[Directions for this task]
Faithfully repeat each entry below, minus the pictures.
+++ Recorded information
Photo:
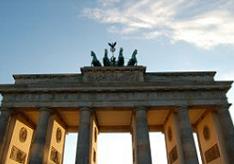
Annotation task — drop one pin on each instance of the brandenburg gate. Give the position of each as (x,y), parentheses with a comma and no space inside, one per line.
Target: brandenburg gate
(39,109)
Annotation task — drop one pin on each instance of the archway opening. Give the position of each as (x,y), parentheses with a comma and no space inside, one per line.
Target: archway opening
(114,148)
(158,148)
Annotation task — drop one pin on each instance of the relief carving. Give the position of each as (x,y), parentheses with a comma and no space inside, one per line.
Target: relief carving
(23,134)
(173,156)
(55,156)
(58,135)
(212,153)
(18,155)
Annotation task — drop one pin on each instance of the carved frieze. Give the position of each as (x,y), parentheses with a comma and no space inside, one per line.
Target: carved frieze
(118,74)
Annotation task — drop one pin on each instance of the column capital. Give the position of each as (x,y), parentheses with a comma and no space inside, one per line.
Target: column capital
(138,108)
(223,107)
(182,107)
(3,109)
(85,108)
(46,109)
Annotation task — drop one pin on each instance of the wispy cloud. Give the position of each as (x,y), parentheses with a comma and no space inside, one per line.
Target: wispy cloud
(203,23)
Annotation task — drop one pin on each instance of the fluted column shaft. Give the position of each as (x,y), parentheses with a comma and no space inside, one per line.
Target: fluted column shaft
(227,129)
(39,143)
(84,137)
(141,132)
(4,121)
(186,136)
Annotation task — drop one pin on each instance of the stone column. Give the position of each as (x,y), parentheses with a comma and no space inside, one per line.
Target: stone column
(84,137)
(227,129)
(186,136)
(39,147)
(4,121)
(142,150)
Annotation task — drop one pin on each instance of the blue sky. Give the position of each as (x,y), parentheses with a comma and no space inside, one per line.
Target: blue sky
(56,36)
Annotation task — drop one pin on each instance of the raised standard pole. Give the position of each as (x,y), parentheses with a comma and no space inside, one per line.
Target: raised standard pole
(84,136)
(186,136)
(141,136)
(227,129)
(39,144)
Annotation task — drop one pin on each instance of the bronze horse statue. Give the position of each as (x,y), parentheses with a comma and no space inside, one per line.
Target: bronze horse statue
(95,62)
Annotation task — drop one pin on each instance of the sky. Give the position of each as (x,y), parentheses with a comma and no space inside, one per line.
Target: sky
(56,36)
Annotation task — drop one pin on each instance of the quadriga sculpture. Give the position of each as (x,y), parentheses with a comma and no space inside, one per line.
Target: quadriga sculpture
(95,62)
(133,60)
(106,60)
(120,58)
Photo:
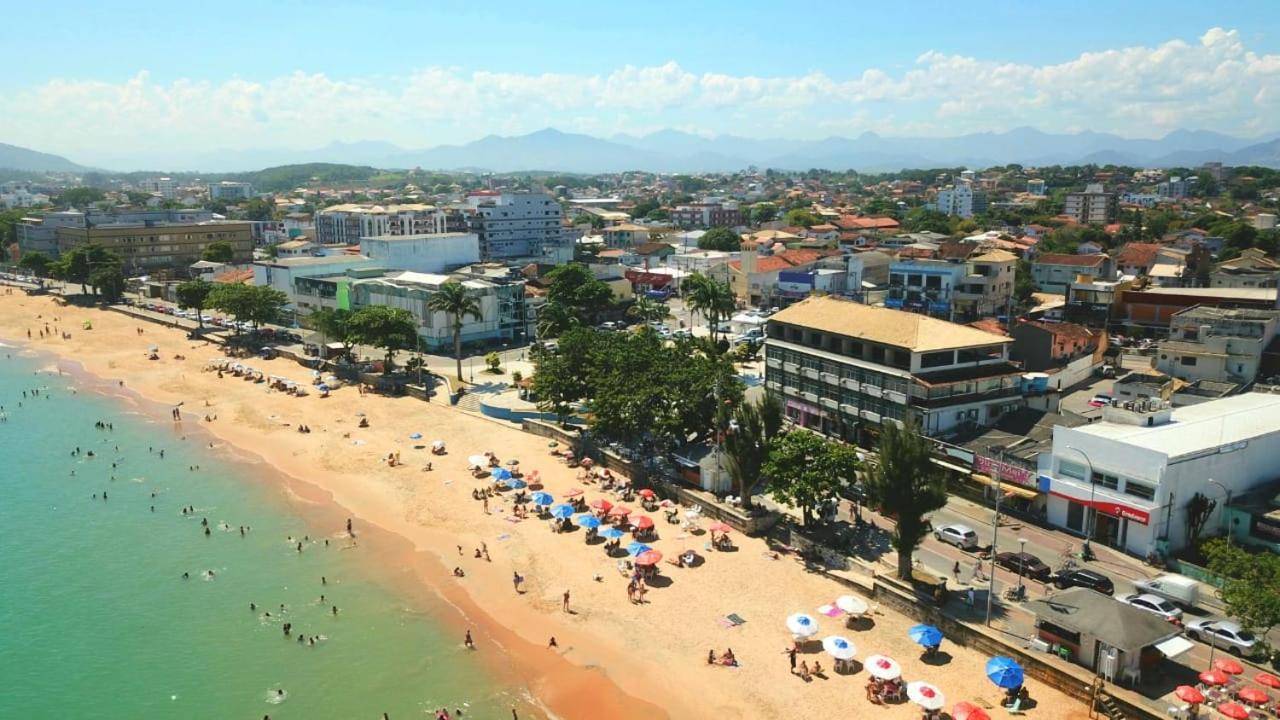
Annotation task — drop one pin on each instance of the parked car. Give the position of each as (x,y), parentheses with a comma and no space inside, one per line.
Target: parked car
(1024,563)
(959,536)
(1084,579)
(1225,634)
(1155,605)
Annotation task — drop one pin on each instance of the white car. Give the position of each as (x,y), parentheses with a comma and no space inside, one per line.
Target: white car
(1225,634)
(1155,605)
(959,536)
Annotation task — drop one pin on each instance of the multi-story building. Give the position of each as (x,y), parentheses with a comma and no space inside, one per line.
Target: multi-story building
(841,365)
(1125,481)
(711,214)
(1216,343)
(1055,272)
(154,246)
(346,224)
(961,200)
(438,253)
(504,317)
(1095,206)
(228,190)
(521,226)
(988,286)
(923,286)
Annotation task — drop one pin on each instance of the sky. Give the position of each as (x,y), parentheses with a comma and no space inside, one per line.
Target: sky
(90,78)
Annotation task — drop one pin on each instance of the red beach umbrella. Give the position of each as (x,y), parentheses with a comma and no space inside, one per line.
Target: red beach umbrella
(1228,665)
(970,711)
(1188,693)
(1234,710)
(1252,695)
(649,557)
(1214,678)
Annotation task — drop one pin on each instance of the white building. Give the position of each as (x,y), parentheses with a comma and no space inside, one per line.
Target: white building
(228,190)
(961,200)
(433,253)
(1147,460)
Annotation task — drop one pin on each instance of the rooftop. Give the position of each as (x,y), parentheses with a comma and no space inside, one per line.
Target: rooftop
(881,324)
(1197,428)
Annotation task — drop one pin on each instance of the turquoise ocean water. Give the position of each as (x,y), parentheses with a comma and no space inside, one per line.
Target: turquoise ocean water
(97,623)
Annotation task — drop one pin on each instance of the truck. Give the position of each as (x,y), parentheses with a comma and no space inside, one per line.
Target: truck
(1175,588)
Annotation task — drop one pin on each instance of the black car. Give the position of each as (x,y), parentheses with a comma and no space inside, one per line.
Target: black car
(1084,579)
(1024,563)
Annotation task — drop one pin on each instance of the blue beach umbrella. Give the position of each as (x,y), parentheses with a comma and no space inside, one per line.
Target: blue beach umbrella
(1005,673)
(926,636)
(636,548)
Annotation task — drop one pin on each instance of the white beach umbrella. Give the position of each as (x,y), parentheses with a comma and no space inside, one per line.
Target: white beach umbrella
(839,647)
(801,625)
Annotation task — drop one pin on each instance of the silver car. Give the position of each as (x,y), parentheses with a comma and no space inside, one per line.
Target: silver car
(1225,634)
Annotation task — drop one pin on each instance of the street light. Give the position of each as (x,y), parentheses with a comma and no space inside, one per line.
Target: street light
(1093,514)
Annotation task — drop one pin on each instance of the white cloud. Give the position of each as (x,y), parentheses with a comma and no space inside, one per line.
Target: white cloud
(1214,82)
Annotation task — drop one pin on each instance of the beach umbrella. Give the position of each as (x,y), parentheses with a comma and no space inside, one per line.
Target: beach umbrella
(649,557)
(1234,710)
(926,636)
(839,647)
(1188,693)
(1229,666)
(801,625)
(883,668)
(1005,671)
(924,695)
(851,605)
(968,711)
(1214,678)
(635,548)
(1252,695)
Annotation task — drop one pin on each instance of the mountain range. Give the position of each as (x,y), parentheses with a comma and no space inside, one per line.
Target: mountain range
(672,151)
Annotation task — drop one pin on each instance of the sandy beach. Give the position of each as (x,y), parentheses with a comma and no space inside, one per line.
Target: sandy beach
(615,659)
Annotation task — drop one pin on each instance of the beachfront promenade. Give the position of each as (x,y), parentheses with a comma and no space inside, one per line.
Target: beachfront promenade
(654,647)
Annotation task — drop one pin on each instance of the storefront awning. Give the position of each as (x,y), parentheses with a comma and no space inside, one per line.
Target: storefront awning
(1006,487)
(1174,646)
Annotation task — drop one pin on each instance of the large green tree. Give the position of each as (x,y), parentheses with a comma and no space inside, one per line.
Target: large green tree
(807,470)
(1251,587)
(388,328)
(193,295)
(453,300)
(905,484)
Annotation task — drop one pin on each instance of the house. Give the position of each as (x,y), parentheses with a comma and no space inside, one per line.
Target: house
(1052,272)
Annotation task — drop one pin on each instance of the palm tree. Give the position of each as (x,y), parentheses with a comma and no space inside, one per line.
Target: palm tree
(452,300)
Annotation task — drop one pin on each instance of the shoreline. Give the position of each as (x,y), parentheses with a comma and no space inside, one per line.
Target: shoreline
(615,659)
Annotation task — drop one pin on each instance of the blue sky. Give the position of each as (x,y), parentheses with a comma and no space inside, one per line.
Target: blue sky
(292,74)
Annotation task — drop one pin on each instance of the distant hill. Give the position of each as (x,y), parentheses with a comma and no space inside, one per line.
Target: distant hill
(22,159)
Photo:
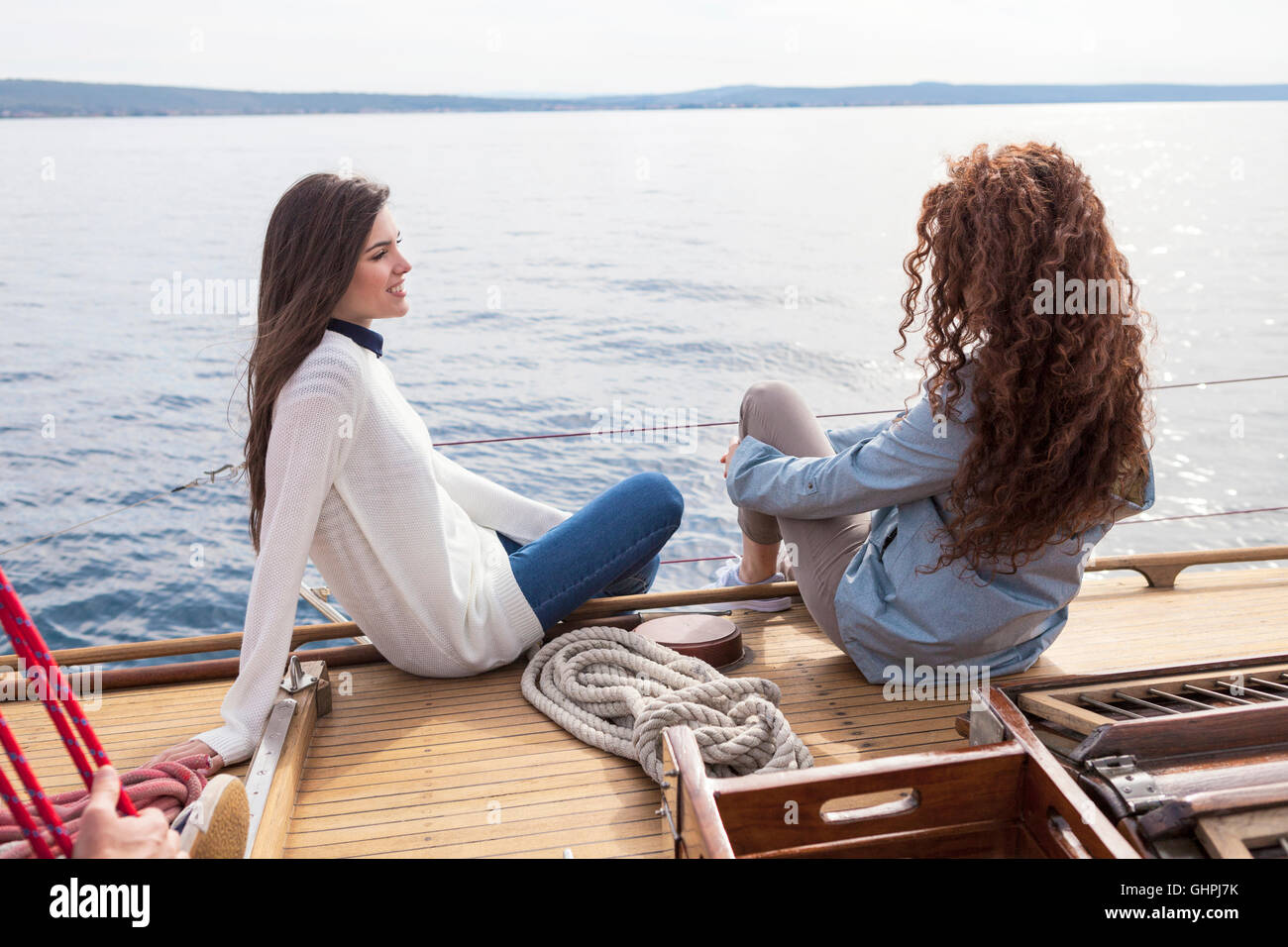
++++++
[Response below]
Photo:
Annotation task — drop one pin on each instance of the brandenburg gate. Give the position of each as (x,y), parentheses with a comma and no space inside, one per line.
Target: brandenburg gate
(39,109)
Annotation task — drop one pin on each instance of the archway opening. Give the position of each as (x,y), parentheses with a comma and no space inside, one per line.
Target: archway opening
(114,148)
(158,148)
Annotation task — drop one pin on each instance of the relief carving. Give the position of each as (x,y), parentheses with a comma and no space inside, one per line.
Target: relief carving
(23,134)
(173,156)
(55,156)
(58,135)
(212,153)
(18,155)
Annotation task — drop one pin on each instance of the carved frieze. Give the position of each as (x,y), parentheses with a comma and no space inside, one per line.
Target: carved frieze
(118,74)
Annotation task — drop one pin on each instance of the column capital. Give the position of each as (x,y), parentheses with a comma and no space inside, one per line.
Target: column capital
(138,108)
(223,107)
(182,107)
(3,109)
(85,108)
(46,109)
Annotation task — drop one pin on each instance of the wispy cloud. Give the position of each as (x,y), parentheses with a comma and no space inside, one per line.
Target: wispy cloud
(203,23)
Annotation task — drop one pin on each instance of the fluted column shaft. Give the position of each as (x,y), parentheses with a comma and no space inside, one per line.
Target: fluted column shaft
(227,129)
(39,143)
(84,137)
(141,132)
(4,121)
(186,136)
Annotation task — drop one pin on each instance of the stone column. Give the position of each as (x,y), parentheses with a comma and no space inside, one per line.
Target: stone column
(84,137)
(227,129)
(186,136)
(39,147)
(4,121)
(142,150)
Annotation task — drop one pin on each instance of the blue sky. Give the position of each as (x,y), parentheses with a comma and no space inside, one per line.
Target: blue sky
(56,36)
Annotation task — drop one pin on each instance of the raised standard pole. Give the position of each as (x,y), parentheses with a comma and no space inside, one per line.
Target: raised standard pole
(84,136)
(186,136)
(141,136)
(227,129)
(39,144)
Annotation task — drop one pin on each instance of the bronze horse statue. Give the position of each as (x,y), parentheses with a comma and no space inside, one per line.
Target: bronze horse statue
(95,62)
Annotation task — drop one pin on each instance of the sky. Give the position of each as (x,y), parentheses with a comma and no space inside, one per line.
Target: sky
(56,36)
Annotation task — drop one pin on each instance of the quadriga sculpture. Give the position of each as (x,y), parentheses with a comma and no space inside, one per line.
Target: quadriga sculpture
(95,62)
(133,60)
(106,60)
(120,58)
Photo:
Annotation task — drop one pin on each instance of the parked car. Give the position of each as (x,y), parentheses with a comma and no space inside, one per line.
Target: parked car
(1024,563)
(959,536)
(1084,579)
(1225,634)
(1155,605)
Annotation task — drop one pin on each instance of the white car. Give the position of each as (x,y), parentheses with a comma and no space inside, one per line.
Target: white car
(1225,634)
(1155,605)
(959,536)
Annotation task — drop one pin on each instance of the multi-story building. Give the position of each as (x,y), parentheses with a comma and no space inside, one per line.
Target: multi-story building
(841,365)
(1125,481)
(711,214)
(1216,343)
(1055,272)
(154,246)
(346,224)
(961,200)
(438,253)
(504,317)
(1095,206)
(228,190)
(521,226)
(988,286)
(923,286)
Annotation task — drop one pin on each instance of the sky. Give the position of each as (x,y), parentheses with a comma and no space inside, one per line.
Target: sky
(90,78)
Annotation task — drop one pin on each instance of the red beach umbrella. Give the position of each as (x,y), parentheses with a comma and no space inside, one per line.
Target: red beach umbrella
(1228,665)
(970,711)
(1188,693)
(1234,710)
(1252,695)
(649,557)
(1214,678)
Annotation task — drop one pin on each instance of the white building. Give the position of each as (x,y), parentheses with a comma and no space inside, one per line.
Target: white building
(228,190)
(961,200)
(433,253)
(1147,460)
Annotation task — drop one pin on each instance of the rooftop. Give the position of each as (x,y), parentheses with a comma and no space inside, one per line.
Target: rooftop
(881,324)
(1197,428)
Annotation task — drop one pin on each instance of the turquoise ocean water. Give the position of each as (x,y), parentheses with a comma and no space inside, one per line.
Target: turquoise ocean water
(97,623)
Annotation task — drop one pin on each instance of the truck. Give the position of each as (x,y), parentheses with a comma and no space inside, one per line.
Target: truck
(1175,588)
Annotation task — drop one pin on each instance of the black car. Give the position of each as (x,y), parentheses with a comma and no space inside, one per line.
Target: black car
(1084,579)
(1024,563)
Annotation task — drop one pin on each instance of the blue beach umbrella. Give the position of each as (x,y), parentheses with a comma and no space inside, one per line.
Target: blue beach umbrella
(1005,673)
(926,636)
(636,548)
Annotation task — drop one pin on each instance of the white beach umbrella. Give the position of each as (x,y), parentheses with a comma and no space inside, one per line.
Target: white beach umbrella
(839,647)
(801,625)
Annotation task — drop one pin on each instance of the silver car. Give the position of each as (x,y), parentheses with a comma and no space inside, one per line.
Target: silver car
(1225,634)
Annotation task — drop one pin on each instance of the street light. Give the position of each as (x,y), parentheses with a comma and no space inside, one per line.
Target: street light
(1093,514)
Annotation task — drop one pin on each instance of the white cloud. Give the position of each as (x,y), parentheses with a comma and no space inside, one per line.
Target: white cloud
(1214,82)
Annotation task — drop one pin on each instance of the beach umbrella. Give the position of each as (x,y), parentheses with a comma and no space inside, one per line.
Target: beach umbrella
(649,557)
(1234,710)
(926,636)
(839,647)
(1188,693)
(1229,666)
(801,625)
(883,668)
(1005,671)
(924,695)
(851,605)
(968,711)
(1214,678)
(635,548)
(1252,695)
Annotation task — drop one pin on each instance of the mountain range. Give the position of each as (x,y), parentheses with a comma and no space inside, one per line.
Target: mountain range
(672,151)
Annotation task — drop one pin on each instance of the sandy beach. Give the position of each as (x,y), parentheses with a comma and no space inside, one per line.
Target: sandy beach
(615,659)
Annotation task — drop one pin on each instance of the beachfront promenade. Give the position of each as (x,y), parentheses with a comma and no space inside, one per line.
Target: beachfront promenade
(654,647)
Annotation task — drop one pin on each instance of the storefront awning. Give the position of each as (x,y), parentheses with a comma and no space inside, one per line.
Target: storefront awning
(1006,487)
(1174,646)
Annotation task — drop one pin on each instance of the large green tree. Give the position of each as (x,y), parentheses with a comma and no space inside, one per line.
Target: large green tree
(807,470)
(1251,587)
(388,328)
(193,295)
(453,300)
(905,484)
Annotation task — drop one pin on each instance of the house. Give the position of each as (x,y), parentheses with a comma and no space inside, one per line.
Target: house
(1052,272)
Annotation task — drop one pin on each instance of the palm tree. Give the position of each as (x,y), parentheses with a comma and no space inside, one per line.
Target: palm tree
(452,300)
Annotation task — drop one pin on each instance of the shoreline. Give the position of each as (x,y), parentheses with a comma and no space inside, one per line.
Target: shoreline
(615,659)
Annotation task — drop one pin on each instance of the blue sky. Give the position of each as (x,y), parentheses with a comma and no space inside, one per line.
Target: blue sky
(292,74)
Annotation task — drop one pin on each instance of the distant hill. Give the position of each as (x,y), parentheses with a comma and no space inside, one per line.
Target: distant hill
(22,159)
Photo:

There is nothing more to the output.